J’en parle parce que les effets d’une trop forte dose sont l’un des principaux sujets de conversation autour des produits comestibles au cannabis – qui sont la prochaine étape dans la légalisation du cannabis au Canada et qui constituent déjà un marché important aux États-Unis. Le gouvernement canadien a promis d’autoriser et de réglementer la vente de produits comestibles au cannabis avant le 17 octobre prochain, et de petites et grandes entreprises s’y préparent.

La légalisation du cannabis séché et des huiles ne s’est pas faite sans difficulté – la pénurie et la qualité du produit, par exemple –, et les produits comestibles sont une gamme complètement différente avec ses propres enjeux : surveiller le dosage, s’assurer de l’innocuité des produits, sensibiliser la population aux effets et, bien sûr, veiller à ce qu’ils soient hors de la portée des enfants. En revanche, il y a une récompense : ce sera un marché de cinq milliards de dollars aux États-Unis et au Canada d’ici 2022, soit quatre fois plus qu’en 2017, d’après ArcView Market Research, une entreprise qui collecte des données sur l’industrie du cannabis.
____
ENSEMBLE DE CONSIGNES
a. Répondez à ces questions d'après le texte sur les produits comestibles au cannabis.
(i) Avant quelle date le gouvernement canadien a-t-il promis d'autoriser et de réglementer la vente de produits comestibles au cannabis ?
(ii) Quelles difficultés sont citées en exemple à propos de la légalisation du cannabis séché et des huiles ?
(iii) Selon ArcView Market Research, quelle valeur atteindra le marché aux États-Unis et au Canada d'ici 2022 ?
b. Reproduisez le passage du texte sur les produits comestibles au cannabis allant de « La légalisation du cannabis séché » jusqu'à « l’industrie du cannabis. ».

Lignes issues d'une collection:
____
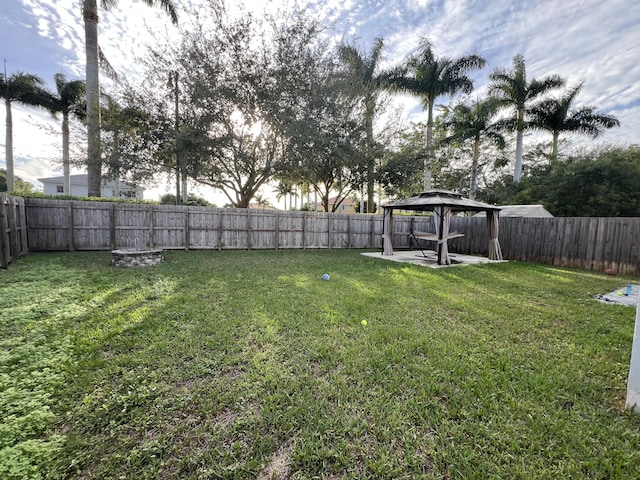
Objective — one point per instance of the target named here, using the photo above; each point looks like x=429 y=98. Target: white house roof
x=83 y=179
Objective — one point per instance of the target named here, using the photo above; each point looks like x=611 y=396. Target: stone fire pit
x=134 y=257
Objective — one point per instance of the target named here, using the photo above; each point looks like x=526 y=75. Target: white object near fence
x=633 y=385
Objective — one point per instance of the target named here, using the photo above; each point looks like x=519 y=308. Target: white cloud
x=582 y=40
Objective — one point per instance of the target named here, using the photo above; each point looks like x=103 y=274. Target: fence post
x=112 y=226
x=152 y=241
x=70 y=225
x=304 y=230
x=4 y=226
x=187 y=235
x=277 y=231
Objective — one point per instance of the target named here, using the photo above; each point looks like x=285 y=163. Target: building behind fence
x=589 y=243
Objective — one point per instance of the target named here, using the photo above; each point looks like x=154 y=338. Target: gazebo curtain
x=493 y=220
x=442 y=216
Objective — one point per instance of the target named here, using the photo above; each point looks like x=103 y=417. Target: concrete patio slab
x=430 y=258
____
RÉPONSES PAR POINT
a.
(i) Avant le 17 octobre prochain.
(ii) La pénurie et la qualité du produit.
(iii) Cinq milliards de dollars, soit quatre fois plus qu'en 2017.

b.
La légalisation du cannabis séché et des huiles ne s’est pas faite sans difficulté – la pénurie et la qualité du produit, par exemple –, et les produits comestibles sont une gamme complètement différente avec ses propres enjeux : surveiller le dosage, s’assurer de l’innocuité des produits, sensibiliser la population aux effets et, bien sûr, veiller à ce qu’ils soient hors de la portée des enfants. En revanche, il y a une récompense : ce sera un marché de cinq milliards de dollars aux États-Unis et au Canada d’ici 2022, soit quatre fois plus qu’en 2017, d’après ArcView Market Research, une entreprise qui collecte des données sur l’industrie du cannabis.